• **Activities**:
(A) Answer these questions about the comment thread below, giving each answer on its own line marked (i), (ii), (iii):
(i) Once several meters of ice forms, what is it more about than ocean temperatures under the ice?
(ii) Which web address does the Editor give for the SH version of the aurora map?
(iii) Which chapters of the Engel and Reid book are cited?
(B) From the comment thread below, extract the passage starting with "January 31, 2009 10:47" and going on through "and subsequent chapters.", copying it word for word.

• **Text for analysis**:
↓↓↓
But the short form is simpler: Snow can start falling fast from one cold winter. Ice can start forming faster in a single year. As soon as several meters of ice forms, it is more about snowfall than ocean temperatures under the ice (unless some volcanos let loose!); and snowfall has the ability to respond fairly quickly. Longer term, all those cycles start messing with the outcome…
So expect to see something on the scale of a few years. On the decades scale it could get ‘very interesting’…

Editor
January 31, 2009 5:10 pm

E.M.Smith (03:39:56) :

Is there somewhere to get an aurora map to see if there is some correlation of it to ozone? This thing is just buggin’ me…

The easiest no-nonsense page I use is http://www.swpc.noaa.gov/pmap/pmapN.html I’m mainly interested when there’s a chance of an aurora in New Hamsphire, so I haven’t used that page much lately. Lessee, you’ll want the SH version too, yep, that’s at http://www.swpc.noaa.gov/pmap/pmapS.html . Perhaps the best starting point is http://www.swpc.noaa.gov/pmap/index.html

January 31, 2009 10:47 pm

Foinavon:
A few readings on statistical thermodynamics:
Engel, Thomas and Reid, Philip J. Thermodynamics, Statistical, Thermodynamics, & Kinetics. 1st. edition. 2007. Pearson Education, Inc. Chapter 14 and subsequent chapters.
↑↑↑
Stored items
↓↓↓
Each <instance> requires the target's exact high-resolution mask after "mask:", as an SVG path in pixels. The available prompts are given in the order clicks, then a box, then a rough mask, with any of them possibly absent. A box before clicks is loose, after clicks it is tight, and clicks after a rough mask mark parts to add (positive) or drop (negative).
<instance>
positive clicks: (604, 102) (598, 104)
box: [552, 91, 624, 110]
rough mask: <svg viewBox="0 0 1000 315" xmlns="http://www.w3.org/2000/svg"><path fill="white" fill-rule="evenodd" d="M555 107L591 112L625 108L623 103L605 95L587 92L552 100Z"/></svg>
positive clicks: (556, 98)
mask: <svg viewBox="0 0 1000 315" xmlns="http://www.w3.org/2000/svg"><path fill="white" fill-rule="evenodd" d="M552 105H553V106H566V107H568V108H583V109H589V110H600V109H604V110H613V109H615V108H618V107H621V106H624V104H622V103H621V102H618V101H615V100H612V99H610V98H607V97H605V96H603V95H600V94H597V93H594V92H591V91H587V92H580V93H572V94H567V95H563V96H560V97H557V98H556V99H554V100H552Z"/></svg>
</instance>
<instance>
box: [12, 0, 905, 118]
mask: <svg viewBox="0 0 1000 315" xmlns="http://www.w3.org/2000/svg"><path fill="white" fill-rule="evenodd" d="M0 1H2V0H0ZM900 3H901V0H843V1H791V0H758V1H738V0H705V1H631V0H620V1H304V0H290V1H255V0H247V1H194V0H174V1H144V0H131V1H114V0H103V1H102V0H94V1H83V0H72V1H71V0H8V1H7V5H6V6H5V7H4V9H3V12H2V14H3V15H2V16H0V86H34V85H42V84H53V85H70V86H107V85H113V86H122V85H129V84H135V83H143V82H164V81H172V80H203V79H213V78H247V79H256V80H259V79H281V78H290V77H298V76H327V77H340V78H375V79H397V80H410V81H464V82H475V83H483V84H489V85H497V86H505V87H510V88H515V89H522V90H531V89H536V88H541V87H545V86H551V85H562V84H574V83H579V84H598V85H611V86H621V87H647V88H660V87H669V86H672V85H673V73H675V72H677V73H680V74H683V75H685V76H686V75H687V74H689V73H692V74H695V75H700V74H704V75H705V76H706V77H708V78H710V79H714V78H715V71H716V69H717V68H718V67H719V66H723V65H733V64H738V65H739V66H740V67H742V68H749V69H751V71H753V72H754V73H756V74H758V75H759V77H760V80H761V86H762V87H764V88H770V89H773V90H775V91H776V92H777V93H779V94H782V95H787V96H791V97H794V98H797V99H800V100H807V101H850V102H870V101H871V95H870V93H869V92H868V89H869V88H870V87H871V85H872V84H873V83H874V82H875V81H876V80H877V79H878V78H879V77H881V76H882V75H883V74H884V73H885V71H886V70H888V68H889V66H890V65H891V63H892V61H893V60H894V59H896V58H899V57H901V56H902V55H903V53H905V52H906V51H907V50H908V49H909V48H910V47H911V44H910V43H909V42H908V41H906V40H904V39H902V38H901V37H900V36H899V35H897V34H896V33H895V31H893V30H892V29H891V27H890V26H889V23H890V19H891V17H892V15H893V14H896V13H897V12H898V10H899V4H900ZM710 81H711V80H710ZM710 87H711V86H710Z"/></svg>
↑↑↑
• **Outputs in order**:
(A)
(i) Snowfall
(ii) http://www.swpc.noaa.gov/pmap/pmapS.html
(iii) Chapter 14 and subsequent chapters

(B)
January 31, 2009 10:47 pm

Foinavon:
A few readings on statistical thermodynamics:
Engel, Thomas and Reid, Philip J. Thermodynamics, Statistical, Thermodynamics, & Kinetics. 1st. edition. 2007. Pearson Education, Inc. Chapter 14 and subsequent chapters.